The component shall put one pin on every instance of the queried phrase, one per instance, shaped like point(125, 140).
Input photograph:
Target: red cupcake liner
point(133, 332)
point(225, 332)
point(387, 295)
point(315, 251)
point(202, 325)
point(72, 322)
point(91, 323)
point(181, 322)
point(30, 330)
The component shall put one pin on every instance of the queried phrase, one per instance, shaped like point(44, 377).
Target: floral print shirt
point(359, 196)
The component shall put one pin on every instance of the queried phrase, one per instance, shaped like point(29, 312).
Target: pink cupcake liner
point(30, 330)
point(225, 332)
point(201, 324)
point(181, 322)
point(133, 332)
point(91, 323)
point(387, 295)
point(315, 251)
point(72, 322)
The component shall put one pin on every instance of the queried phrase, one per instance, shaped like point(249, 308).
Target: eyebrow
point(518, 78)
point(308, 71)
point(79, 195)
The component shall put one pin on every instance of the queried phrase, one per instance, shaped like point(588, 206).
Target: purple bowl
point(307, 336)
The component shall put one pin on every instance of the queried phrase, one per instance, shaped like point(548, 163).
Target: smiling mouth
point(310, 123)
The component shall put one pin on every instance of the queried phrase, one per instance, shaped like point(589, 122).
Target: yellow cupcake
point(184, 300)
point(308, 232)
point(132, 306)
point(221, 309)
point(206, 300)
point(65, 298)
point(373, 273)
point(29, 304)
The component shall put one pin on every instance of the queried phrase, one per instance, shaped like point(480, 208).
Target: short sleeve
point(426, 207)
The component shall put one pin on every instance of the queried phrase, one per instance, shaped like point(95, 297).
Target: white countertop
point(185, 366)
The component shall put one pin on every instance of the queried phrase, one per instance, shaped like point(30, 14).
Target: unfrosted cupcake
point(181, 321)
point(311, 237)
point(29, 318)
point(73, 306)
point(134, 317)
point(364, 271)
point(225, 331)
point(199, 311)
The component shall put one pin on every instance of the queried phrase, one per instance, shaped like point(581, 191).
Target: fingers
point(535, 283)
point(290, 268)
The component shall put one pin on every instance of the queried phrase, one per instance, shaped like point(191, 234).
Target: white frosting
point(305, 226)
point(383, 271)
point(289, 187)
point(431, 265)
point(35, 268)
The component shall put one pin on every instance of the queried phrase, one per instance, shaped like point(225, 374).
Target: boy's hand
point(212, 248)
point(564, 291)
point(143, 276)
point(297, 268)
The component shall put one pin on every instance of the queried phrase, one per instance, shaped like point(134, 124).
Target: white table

----------

▸ THE EXERCISE
Express the rows from their first line through the line containing "point(307, 336)" as a JSON list of strings, one string per line, with blank lines omitted.

▸ OUTPUT FOR THIS TASK
[
  "The component shall put one pin on every instance of the queried phrase, one per instance, shaped like point(125, 140).",
  "Input photograph:",
  "Target: red cupcake liner",
  "point(133, 332)",
  "point(225, 332)",
  "point(387, 295)",
  "point(315, 251)",
  "point(202, 325)",
  "point(72, 322)",
  "point(91, 323)",
  "point(181, 322)",
  "point(30, 330)",
  "The component shall put one pin on every instance of the queried phrase, one per instance, shaped like point(44, 377).",
  "Target: floral print shirt",
  "point(359, 196)",
  "The component shall put one pin on every instance of the queried phrase, one per instance, shaped like point(29, 312).",
  "Target: pink cupcake liner",
  "point(30, 330)",
  "point(225, 332)",
  "point(201, 324)",
  "point(181, 322)",
  "point(133, 332)",
  "point(91, 323)",
  "point(387, 295)",
  "point(315, 251)",
  "point(72, 322)",
  "The component shall put one pin on every instance of the queried phrase, one per instance, shaped like point(249, 308).",
  "Target: eyebrow",
  "point(518, 78)",
  "point(308, 71)",
  "point(79, 195)",
  "The component shall put one pin on every instance of the queried phrase, one per instance, shaped like point(588, 206).",
  "Target: purple bowl",
  "point(307, 336)"
]